Provided passage:

When the tiny lifeless body of Alan Kurdi washed up on a Turkish shore 10 years ago, the world stood still. We were horrified.

That image inspired a column I wrote at the time lamenting the Harper government’s refusal to welcome and resettle more Syrian refugees

This was a time before genocides were livestreamed, and before desensitized doomscrolling gave way to indifference. This was a time when the sight of a child suffering and dying would actually stir some sense of morality in most of us.

Hind Rajab was only a couple years older than Alan Kurdi when she was murdered by Israel. Her voice could be heard pleading with Palestinian emergency dispatchers to save her, as an Israeli tank approached the vehicle she was trapped in, surrounded by her dead family. Twelve days later, she was found dead.

A forensic investigation found 335 bullets were shot into the small vehicle Hind and her family died in. Two paramedics who tried to save Hind were also found nearby, and also murdered by Israeli soldiers.

None of the Palestinian children who’ve miraculously survived Israel’s tanks, bullets, and carpet-bombings will ever fully recover from these last two years – trauma on this scale is quite literally passed down at the cellular level through intergenerational trauma – but there are still roughly a million lives in the Gaza strip right now that the world could choose to save if it wanted to. 

If nothing is done now to stop the genocide of Palestinians, Israel will most certainly “finish the job.” Worse, they’ll keep going. One day after Qatar was bombed by Israel, the Qatari prime minister concluded that “Netanyahu has no limits.” He was right.

Exercise aim:
List every person the Gaza passage mentions by name. The rows that follow are separate material.

Stored data:

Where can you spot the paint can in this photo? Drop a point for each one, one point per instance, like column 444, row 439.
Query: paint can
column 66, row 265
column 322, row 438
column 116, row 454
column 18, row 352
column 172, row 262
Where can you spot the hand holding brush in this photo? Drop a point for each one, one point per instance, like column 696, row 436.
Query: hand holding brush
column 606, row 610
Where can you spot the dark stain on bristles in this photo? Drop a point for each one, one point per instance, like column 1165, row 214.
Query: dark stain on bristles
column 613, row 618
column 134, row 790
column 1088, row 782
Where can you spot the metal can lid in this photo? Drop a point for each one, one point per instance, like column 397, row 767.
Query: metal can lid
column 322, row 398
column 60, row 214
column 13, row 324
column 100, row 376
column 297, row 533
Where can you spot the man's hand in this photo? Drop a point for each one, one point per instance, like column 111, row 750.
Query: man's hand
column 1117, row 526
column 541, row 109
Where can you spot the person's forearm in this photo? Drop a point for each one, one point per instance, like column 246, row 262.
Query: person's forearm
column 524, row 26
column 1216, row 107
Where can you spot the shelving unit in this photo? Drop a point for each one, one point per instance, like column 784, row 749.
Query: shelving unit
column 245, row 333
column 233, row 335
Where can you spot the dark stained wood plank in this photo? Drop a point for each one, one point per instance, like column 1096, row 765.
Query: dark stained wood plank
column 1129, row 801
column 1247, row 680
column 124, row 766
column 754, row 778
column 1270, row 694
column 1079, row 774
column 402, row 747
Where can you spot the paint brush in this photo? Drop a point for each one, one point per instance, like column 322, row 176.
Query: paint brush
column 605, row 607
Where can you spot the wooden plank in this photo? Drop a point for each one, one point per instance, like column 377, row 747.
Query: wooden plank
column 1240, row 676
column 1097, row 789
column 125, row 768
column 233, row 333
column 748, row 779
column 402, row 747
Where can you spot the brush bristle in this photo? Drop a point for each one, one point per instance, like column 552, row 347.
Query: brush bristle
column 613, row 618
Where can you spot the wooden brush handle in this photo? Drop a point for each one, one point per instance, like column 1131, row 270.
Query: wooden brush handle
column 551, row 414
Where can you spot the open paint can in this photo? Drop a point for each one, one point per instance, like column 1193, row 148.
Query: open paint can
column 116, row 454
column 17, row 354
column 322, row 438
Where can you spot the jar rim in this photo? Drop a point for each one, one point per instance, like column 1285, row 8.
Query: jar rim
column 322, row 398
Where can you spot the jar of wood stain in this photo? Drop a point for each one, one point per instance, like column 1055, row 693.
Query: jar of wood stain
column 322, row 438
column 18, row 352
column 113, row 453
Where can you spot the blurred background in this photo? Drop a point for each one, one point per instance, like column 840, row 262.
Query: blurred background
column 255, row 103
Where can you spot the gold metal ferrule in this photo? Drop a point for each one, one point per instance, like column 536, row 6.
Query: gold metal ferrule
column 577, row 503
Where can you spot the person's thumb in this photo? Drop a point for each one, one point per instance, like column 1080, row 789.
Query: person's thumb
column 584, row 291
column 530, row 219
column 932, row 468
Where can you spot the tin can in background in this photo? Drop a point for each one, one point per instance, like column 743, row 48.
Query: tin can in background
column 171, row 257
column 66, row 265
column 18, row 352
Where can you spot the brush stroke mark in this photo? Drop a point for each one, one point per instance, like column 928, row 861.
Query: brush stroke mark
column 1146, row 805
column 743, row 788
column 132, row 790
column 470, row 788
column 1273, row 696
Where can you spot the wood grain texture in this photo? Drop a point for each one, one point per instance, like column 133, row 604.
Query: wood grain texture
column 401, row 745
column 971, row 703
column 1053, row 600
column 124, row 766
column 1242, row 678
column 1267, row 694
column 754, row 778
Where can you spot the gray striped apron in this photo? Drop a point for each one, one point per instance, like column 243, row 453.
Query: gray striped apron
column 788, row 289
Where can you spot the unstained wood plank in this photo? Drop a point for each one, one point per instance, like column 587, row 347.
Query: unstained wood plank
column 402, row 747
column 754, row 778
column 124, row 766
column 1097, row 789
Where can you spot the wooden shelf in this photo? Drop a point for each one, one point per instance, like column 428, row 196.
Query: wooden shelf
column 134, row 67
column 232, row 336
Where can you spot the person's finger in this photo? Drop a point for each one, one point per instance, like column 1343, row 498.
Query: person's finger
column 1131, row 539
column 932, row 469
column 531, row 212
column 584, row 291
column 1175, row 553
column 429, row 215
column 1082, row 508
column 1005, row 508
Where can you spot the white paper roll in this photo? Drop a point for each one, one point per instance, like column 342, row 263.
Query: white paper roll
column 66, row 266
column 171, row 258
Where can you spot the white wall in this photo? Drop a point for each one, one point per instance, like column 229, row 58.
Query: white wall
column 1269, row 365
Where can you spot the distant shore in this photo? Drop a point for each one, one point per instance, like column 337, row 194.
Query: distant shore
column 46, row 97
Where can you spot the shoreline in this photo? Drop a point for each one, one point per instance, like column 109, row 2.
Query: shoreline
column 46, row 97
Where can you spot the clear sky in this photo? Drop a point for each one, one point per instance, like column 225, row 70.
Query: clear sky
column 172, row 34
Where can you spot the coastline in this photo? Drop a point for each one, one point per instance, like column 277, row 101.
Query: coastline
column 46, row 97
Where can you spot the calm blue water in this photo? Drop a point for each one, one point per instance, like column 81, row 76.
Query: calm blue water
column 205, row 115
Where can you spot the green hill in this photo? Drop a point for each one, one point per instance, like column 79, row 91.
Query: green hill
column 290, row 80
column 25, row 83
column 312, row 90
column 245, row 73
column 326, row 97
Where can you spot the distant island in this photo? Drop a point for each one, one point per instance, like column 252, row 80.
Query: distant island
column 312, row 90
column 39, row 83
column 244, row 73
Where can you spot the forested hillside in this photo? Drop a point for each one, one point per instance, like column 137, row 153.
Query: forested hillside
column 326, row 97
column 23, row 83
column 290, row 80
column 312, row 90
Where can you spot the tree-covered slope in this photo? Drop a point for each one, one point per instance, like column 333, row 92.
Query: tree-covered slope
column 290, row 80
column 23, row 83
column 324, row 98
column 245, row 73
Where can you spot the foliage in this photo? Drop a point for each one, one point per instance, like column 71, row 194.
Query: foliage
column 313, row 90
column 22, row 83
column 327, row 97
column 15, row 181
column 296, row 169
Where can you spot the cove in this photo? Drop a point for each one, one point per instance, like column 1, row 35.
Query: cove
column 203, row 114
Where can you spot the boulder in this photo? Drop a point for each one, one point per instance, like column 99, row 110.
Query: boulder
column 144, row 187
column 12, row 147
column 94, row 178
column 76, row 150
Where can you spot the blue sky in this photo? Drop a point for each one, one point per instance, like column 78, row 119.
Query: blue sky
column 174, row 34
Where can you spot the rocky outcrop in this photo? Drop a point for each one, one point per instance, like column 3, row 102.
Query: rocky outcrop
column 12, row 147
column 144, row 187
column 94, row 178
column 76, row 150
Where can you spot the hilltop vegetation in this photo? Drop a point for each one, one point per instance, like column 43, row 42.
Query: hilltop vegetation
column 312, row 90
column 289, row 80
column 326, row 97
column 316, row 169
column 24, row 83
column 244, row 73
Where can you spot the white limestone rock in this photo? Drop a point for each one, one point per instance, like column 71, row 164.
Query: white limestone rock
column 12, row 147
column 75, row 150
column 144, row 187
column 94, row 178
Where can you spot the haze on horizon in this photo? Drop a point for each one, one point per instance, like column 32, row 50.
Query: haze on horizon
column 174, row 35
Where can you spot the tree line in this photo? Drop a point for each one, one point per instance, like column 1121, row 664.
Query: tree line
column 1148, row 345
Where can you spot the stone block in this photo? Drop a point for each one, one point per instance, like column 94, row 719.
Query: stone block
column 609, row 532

Expected answer:
Alan Kurdi
Harper
Hind Rajab
Netanyahu